### Task directions
Count the lines below that contain the string "dirt", treating uppercase and lowercase as different. Give only the number.

=== Records shown ===

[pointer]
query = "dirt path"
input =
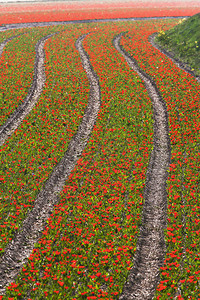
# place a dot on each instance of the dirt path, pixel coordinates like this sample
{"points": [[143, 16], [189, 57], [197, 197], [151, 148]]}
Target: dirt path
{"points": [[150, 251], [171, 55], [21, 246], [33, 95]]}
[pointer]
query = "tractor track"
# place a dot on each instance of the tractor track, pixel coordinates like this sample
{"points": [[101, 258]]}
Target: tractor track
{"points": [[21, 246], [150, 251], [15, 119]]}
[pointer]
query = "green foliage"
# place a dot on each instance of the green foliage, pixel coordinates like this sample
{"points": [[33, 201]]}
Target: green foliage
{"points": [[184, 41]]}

===
=== Records shown ===

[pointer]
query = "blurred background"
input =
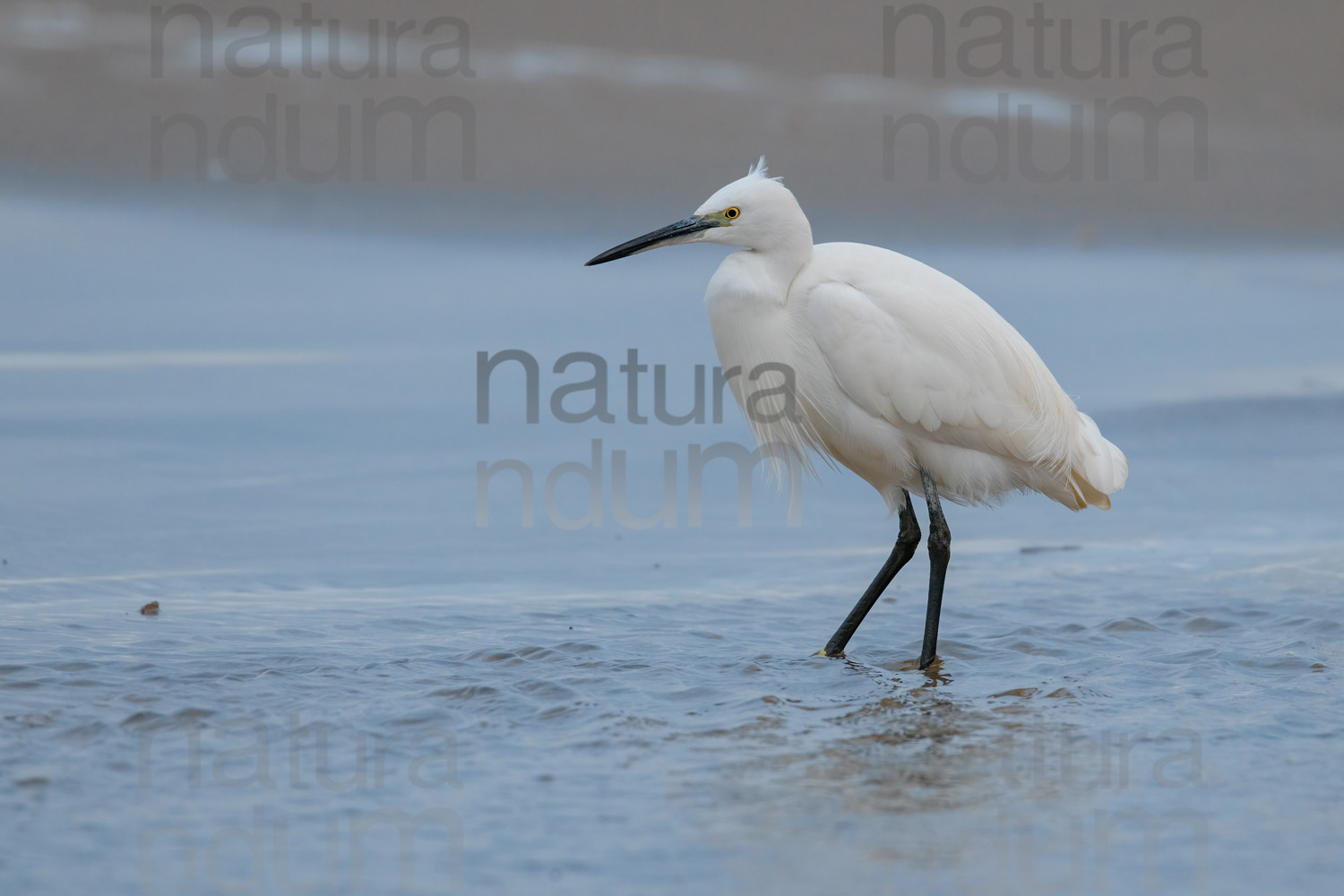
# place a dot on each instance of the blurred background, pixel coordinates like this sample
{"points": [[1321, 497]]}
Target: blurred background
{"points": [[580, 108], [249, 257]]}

===
=== Records shown ===

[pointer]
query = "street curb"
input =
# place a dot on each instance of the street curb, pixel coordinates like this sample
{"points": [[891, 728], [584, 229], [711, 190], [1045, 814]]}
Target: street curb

===

### Exercise output
3